WORK INSTRUCTION: Would you output the whole listing below, exactly as it reads?

THE RECORDS:
========================

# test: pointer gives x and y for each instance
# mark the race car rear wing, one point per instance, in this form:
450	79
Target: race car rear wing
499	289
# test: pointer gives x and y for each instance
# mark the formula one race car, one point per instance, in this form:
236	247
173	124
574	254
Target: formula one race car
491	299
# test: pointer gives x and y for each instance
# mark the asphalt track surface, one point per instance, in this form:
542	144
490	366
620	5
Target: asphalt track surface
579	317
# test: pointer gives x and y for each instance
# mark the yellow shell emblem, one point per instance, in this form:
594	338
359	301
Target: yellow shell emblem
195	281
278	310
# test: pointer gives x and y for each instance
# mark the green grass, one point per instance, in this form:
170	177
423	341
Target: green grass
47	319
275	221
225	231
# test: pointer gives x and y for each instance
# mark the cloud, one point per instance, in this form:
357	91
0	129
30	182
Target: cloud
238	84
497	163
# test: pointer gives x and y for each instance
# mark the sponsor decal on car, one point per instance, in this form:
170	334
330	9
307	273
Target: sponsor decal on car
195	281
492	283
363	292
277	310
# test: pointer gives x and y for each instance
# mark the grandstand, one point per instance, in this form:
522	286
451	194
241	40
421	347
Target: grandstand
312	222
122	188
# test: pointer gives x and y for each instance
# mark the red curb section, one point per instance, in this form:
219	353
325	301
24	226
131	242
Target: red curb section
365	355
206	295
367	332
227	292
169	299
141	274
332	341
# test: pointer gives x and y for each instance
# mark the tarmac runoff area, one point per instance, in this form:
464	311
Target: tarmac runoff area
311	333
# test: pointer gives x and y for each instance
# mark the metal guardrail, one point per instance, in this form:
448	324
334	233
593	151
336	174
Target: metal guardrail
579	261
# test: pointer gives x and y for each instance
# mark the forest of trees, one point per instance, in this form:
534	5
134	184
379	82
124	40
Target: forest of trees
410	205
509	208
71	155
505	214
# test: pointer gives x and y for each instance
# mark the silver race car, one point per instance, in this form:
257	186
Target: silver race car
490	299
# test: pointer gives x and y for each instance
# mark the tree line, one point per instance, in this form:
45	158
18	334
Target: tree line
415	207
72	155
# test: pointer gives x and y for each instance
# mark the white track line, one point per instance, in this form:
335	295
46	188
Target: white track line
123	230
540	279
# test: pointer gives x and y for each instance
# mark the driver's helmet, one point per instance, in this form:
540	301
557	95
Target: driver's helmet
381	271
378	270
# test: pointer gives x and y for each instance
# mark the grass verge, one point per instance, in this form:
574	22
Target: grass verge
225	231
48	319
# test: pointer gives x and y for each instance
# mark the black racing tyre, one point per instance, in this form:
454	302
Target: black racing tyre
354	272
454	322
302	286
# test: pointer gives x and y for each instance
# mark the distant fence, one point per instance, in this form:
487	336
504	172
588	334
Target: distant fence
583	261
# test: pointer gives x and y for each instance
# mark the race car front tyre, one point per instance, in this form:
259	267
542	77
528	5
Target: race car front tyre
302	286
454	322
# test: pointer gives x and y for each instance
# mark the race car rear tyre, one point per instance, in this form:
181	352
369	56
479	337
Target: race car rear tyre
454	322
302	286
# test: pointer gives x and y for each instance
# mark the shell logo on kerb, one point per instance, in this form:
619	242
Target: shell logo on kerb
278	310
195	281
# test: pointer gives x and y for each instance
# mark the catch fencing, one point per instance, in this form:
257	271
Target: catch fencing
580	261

========================

OUTPUT OF THE TASK:
# test: pointer gives x and y for each instance
# mark the race car rear wing, one point per instance, in this form:
450	79
Target: race car rear wing
499	289
# test: pointer gives x and y for each instance
# mark the formula one race car, one point per instance, in this form:
236	247
173	124
574	254
Target: formula one race car
491	299
# test: pointer gives x and y for each instance
# mark the asphalt track surface, one point per instance, in this form:
542	144
490	366
620	5
Target: asphalt track surface
579	317
# test: pointer gives x and y for each instance
# mark the yellow shell emblem, one point per instance, in this form:
594	338
359	301
Target: yellow shell emblem
195	281
278	310
# test: pointer gives x and y for each instance
# mark the green grass, one point per instance, in this form:
170	177
423	341
Target: green grass
47	319
275	221
225	231
# test: pointer gives x and y for each instance
# mark the cloud, one point per instance, in this form:
357	91
0	129
30	182
Target: cloud
238	84
497	163
# test: pointer gives x and y for each instance
# mark the sponsor decal on car, one point per instance, in this form:
170	334
330	9
307	273
Target: sponsor decal on car
195	281
492	283
363	292
277	310
# test: pointer gives x and y for each instance
# mark the grandstand, one point per instance, in this form:
522	286
451	194
241	40
421	347
Target: grandstand
312	222
122	188
# test: pointer gives x and y for each instance
# mark the red curb section, one point per instance, in this form:
219	353
325	301
24	226
131	242
Target: red curb section
365	355
206	295
367	332
227	292
169	299
141	274
332	341
# test: pointer gives x and y for each instance
# mark the tarmac runoff area, one point per instance, in this form:
464	311
Target: tarmac runoff area
311	333
# test: pointer gives x and y for each instance
# mark the metal guardrail, one point per instance, in this form:
448	324
334	233
593	151
336	174
Target: metal guardrail
579	261
# test: pointer gives x and y for each instance
# mark the forest of trees, one point per instance, in this form:
534	5
134	184
379	82
124	40
Target: forest of trees
410	205
509	208
71	155
505	214
# test: pointer gives x and y for each instance
# mark the silver race car, one point per instance, in this form:
257	186
Target: silver race car
490	299
# test: pointer gives x and y for each instance
# mark the tree line, one point per instance, in this form:
45	158
18	334
Target: tree line
415	207
72	155
# test: pointer gives x and y for each instance
# mark the white track line, one point per instance, in this form:
335	295
46	188
Target: white track line
123	230
540	279
# test: pointer gives x and y for each instance
# mark the driver's helmet, one point per instance, in this form:
540	301
557	95
Target: driver's helmet
381	271
378	270
# test: pointer gives x and y for each instance
# mark the grass verge, one point per instance, in this form:
574	22
Target: grass verge
225	231
48	319
# test: pointer gives x and y for each instance
# mark the black racing tyre, one point per instance, in this form:
454	302
Target: black racing tyre
354	272
454	322
302	286
# test: pointer gives x and y for each instance
# mark the distant fence, one point per instance, in this form:
487	336
504	172
588	334
Target: distant fence
583	261
# test: pointer gives x and y for each instance
# mark the race car front tyre, one point per instance, in this form:
259	267
542	77
528	5
Target: race car front tyre
302	286
454	322
# test: pointer gives x and y for each instance
# mark the race car rear tyre, one point per instance, in this form:
181	352
369	56
479	337
Target: race car rear tyre
454	322
302	286
# test: pointer gives x and y for each instance
# mark the shell logo on kerb, one point per instance, in this form:
619	242
Target: shell logo on kerb
278	310
195	281
# test: pointer gives x and y for each instance
# mark the catch fencing, one point per instance, in this form:
257	271
Target: catch fencing
580	261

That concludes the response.